-- START Selected extract --

Sunita: The character arcs and the relationships are especially affected by the way time and distance work in these worlds. We know that John and Kyle/Kahlil are both attracted to and somehow bound to each other. And we know that there will be an HEA. But their storylines separate in the first installment, and the reader is never entirely sure how they will be brought back together. Each has to go on with his life in the absence of the other. And the way that passage between worlds can affect time means that when they do meet again, they may well be at different points in their lives.
Janine: Yes! The narrative moves both forward and back in time, and I love the way Ms. Hale gets at these characters from different points in their lives and in Basawar’s history, as well as different cultural perspectives. It allows her to explore and reveal both characters and setting from unexpected angles, and the twists in the plot come seemingly from nowhere, yet we then get to see how we got from point A to point B, knowing things the characters do not know.
Sunita: For a book that can be categorized as part of the gay romance genre, there is very little explicit sex. John and Kyle, and possibly other characters, are definitely gay, but the depictions of romantic relationships are as much emotional as physical for much of the book. It is not a typical romance in that the relationship does not comprise the dominant focus of the story. But it is integral to it, and the romantic relationships that develop are particularly poignant, in part because of the contexts in which they take place.

-- END Selected extract --

→ **Given problem**: Transcribe the stretch of the book discussion from "Sunita: The character" through "in their lives.".

-- START Stored records --

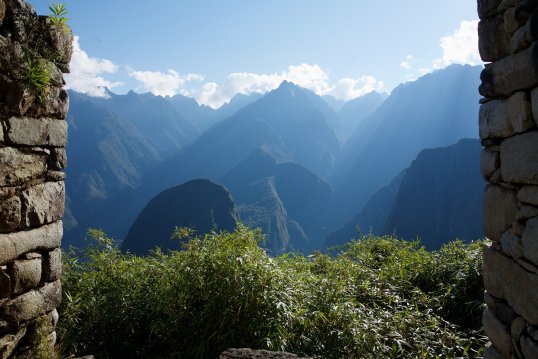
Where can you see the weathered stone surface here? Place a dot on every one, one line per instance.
(503, 118)
(58, 159)
(47, 237)
(17, 167)
(534, 100)
(519, 158)
(493, 40)
(511, 21)
(528, 194)
(511, 244)
(245, 353)
(500, 309)
(487, 8)
(5, 284)
(517, 328)
(24, 275)
(54, 105)
(519, 39)
(506, 279)
(33, 303)
(526, 212)
(489, 162)
(52, 265)
(9, 342)
(510, 74)
(498, 332)
(500, 210)
(37, 132)
(10, 214)
(529, 240)
(43, 203)
(529, 347)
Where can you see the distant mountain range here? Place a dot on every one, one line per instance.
(437, 199)
(280, 154)
(200, 205)
(436, 110)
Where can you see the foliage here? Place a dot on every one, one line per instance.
(57, 14)
(38, 75)
(376, 297)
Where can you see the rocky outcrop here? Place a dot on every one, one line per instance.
(33, 133)
(201, 205)
(508, 31)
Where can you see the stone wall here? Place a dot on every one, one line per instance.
(508, 33)
(33, 133)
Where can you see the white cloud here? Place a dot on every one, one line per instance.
(163, 83)
(406, 63)
(86, 73)
(312, 77)
(461, 47)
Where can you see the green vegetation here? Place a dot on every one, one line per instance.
(375, 298)
(38, 76)
(57, 15)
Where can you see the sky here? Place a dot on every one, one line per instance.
(213, 49)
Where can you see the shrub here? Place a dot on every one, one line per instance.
(376, 297)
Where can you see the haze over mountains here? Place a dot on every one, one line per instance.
(283, 156)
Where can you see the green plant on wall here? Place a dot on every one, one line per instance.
(57, 14)
(38, 76)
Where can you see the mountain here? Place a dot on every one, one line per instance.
(107, 154)
(287, 123)
(434, 111)
(438, 198)
(200, 204)
(291, 204)
(354, 111)
(204, 116)
(162, 125)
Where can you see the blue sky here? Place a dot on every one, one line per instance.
(213, 49)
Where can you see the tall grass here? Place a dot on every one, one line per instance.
(375, 298)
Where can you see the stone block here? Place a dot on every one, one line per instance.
(528, 194)
(519, 158)
(8, 343)
(24, 274)
(43, 204)
(37, 132)
(500, 210)
(493, 40)
(54, 105)
(13, 245)
(505, 279)
(529, 240)
(487, 8)
(498, 333)
(510, 74)
(5, 284)
(500, 309)
(529, 347)
(511, 244)
(489, 162)
(32, 304)
(10, 214)
(52, 265)
(503, 118)
(526, 212)
(58, 159)
(519, 39)
(17, 167)
(534, 100)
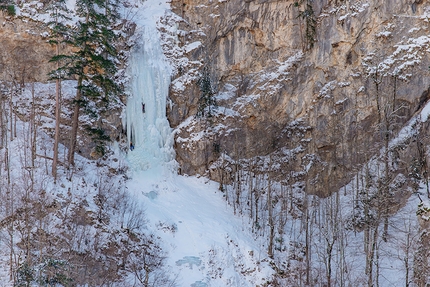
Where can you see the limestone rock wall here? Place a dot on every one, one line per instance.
(360, 76)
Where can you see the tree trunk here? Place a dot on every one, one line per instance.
(57, 122)
(75, 125)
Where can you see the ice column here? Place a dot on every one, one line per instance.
(148, 129)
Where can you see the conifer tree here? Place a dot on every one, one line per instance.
(206, 101)
(93, 65)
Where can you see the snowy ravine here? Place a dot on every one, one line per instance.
(205, 244)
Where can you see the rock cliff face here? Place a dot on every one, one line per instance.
(330, 81)
(24, 53)
(314, 87)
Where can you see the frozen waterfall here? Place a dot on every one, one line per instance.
(145, 120)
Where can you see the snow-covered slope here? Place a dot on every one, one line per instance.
(206, 244)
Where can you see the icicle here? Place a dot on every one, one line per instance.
(146, 122)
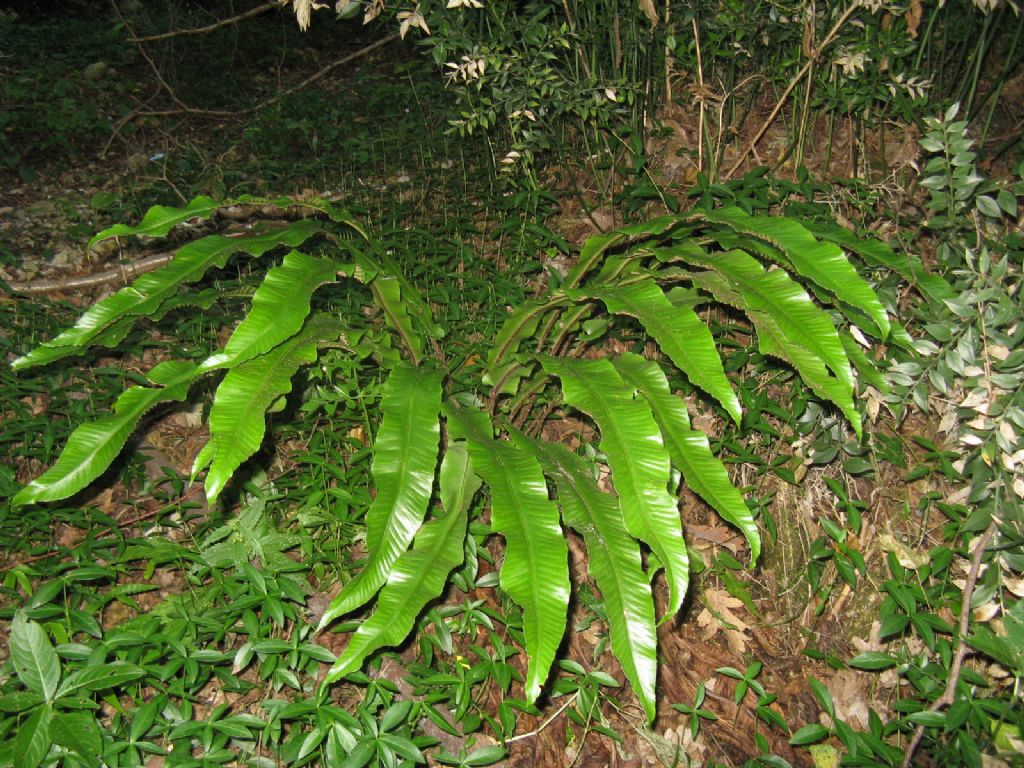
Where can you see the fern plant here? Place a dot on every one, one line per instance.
(548, 355)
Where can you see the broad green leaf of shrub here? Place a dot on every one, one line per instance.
(613, 561)
(145, 295)
(419, 574)
(33, 738)
(36, 663)
(689, 449)
(535, 572)
(92, 446)
(639, 461)
(238, 418)
(280, 307)
(680, 334)
(404, 460)
(79, 732)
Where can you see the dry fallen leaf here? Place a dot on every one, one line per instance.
(719, 613)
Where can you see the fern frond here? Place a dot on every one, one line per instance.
(639, 461)
(404, 461)
(535, 572)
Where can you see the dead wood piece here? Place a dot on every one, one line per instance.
(123, 272)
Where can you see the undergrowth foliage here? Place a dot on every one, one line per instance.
(441, 436)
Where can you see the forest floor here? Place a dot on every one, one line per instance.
(372, 140)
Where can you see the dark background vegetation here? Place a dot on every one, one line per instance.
(883, 622)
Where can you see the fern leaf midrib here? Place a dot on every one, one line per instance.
(635, 485)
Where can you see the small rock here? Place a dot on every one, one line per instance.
(95, 71)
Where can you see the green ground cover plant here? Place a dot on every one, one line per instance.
(423, 417)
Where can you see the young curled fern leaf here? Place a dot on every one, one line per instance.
(93, 446)
(238, 419)
(613, 561)
(639, 462)
(420, 574)
(689, 449)
(535, 572)
(403, 466)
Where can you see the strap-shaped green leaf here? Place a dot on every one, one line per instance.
(680, 333)
(520, 325)
(160, 219)
(383, 263)
(865, 367)
(92, 446)
(639, 461)
(146, 295)
(387, 291)
(404, 461)
(238, 418)
(775, 294)
(590, 256)
(774, 341)
(613, 560)
(823, 262)
(908, 267)
(280, 307)
(535, 572)
(421, 573)
(337, 215)
(689, 449)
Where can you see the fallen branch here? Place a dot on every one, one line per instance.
(123, 273)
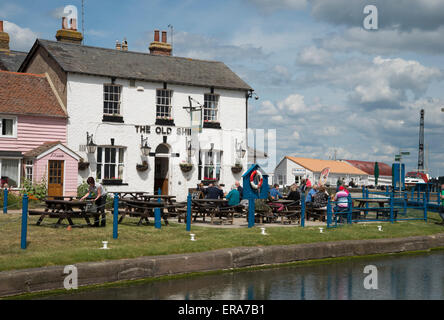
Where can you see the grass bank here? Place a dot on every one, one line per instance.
(49, 246)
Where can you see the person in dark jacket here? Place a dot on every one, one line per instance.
(294, 193)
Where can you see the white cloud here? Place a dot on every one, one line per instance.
(314, 56)
(21, 39)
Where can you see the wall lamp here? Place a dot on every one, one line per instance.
(144, 147)
(91, 147)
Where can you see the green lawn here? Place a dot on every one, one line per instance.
(58, 246)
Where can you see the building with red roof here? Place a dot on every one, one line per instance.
(32, 118)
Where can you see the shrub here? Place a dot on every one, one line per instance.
(34, 190)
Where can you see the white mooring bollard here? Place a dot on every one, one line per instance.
(105, 245)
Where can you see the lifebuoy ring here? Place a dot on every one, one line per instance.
(253, 175)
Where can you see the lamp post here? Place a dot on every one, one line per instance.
(144, 147)
(90, 145)
(398, 157)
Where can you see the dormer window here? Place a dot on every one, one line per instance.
(211, 107)
(163, 107)
(111, 102)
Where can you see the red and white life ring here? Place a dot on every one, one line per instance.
(261, 180)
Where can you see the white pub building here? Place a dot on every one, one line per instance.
(130, 116)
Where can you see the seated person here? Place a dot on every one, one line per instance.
(320, 198)
(213, 192)
(233, 197)
(294, 193)
(276, 195)
(341, 197)
(310, 194)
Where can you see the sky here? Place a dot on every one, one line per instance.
(328, 87)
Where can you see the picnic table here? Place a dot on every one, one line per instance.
(145, 209)
(291, 211)
(381, 209)
(215, 208)
(66, 209)
(132, 194)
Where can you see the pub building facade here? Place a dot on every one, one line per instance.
(147, 121)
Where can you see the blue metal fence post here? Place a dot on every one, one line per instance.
(391, 207)
(24, 221)
(405, 202)
(349, 211)
(157, 218)
(303, 209)
(328, 213)
(189, 212)
(5, 201)
(251, 209)
(116, 216)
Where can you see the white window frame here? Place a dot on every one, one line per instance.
(162, 104)
(119, 165)
(212, 159)
(116, 105)
(29, 166)
(211, 107)
(14, 126)
(19, 176)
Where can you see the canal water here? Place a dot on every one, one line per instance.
(396, 277)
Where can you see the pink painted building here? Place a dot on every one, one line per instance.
(33, 122)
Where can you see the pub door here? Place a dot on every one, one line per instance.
(55, 178)
(161, 169)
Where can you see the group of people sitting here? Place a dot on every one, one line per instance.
(215, 191)
(316, 196)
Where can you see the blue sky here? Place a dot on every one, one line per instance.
(325, 83)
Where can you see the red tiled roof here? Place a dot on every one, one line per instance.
(28, 94)
(369, 167)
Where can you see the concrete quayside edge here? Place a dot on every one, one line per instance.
(17, 282)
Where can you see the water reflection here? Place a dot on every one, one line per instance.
(399, 277)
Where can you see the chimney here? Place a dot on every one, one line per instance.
(124, 45)
(4, 39)
(69, 35)
(160, 48)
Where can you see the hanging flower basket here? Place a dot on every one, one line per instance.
(83, 165)
(186, 167)
(237, 168)
(142, 167)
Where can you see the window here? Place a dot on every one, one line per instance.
(8, 127)
(10, 172)
(211, 105)
(111, 99)
(211, 167)
(28, 170)
(110, 163)
(163, 103)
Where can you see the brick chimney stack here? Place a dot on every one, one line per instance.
(160, 48)
(4, 39)
(69, 35)
(124, 45)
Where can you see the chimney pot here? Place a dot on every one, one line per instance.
(64, 23)
(156, 35)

-- END Stored records --

→ **Solution for this problem**:
Sunita: The character arcs and the relationships are especially affected by the way time and distance work in these worlds. We know that John and Kyle/Kahlil are both attracted to and somehow bound to each other. And we know that there will be an HEA. But their storylines separate in the first installment, and the reader is never entirely sure how they will be brought back together. Each has to go on with his life in the absence of the other. And the way that passage between worlds can affect time means that when they do meet again, they may well be at different points in their lives.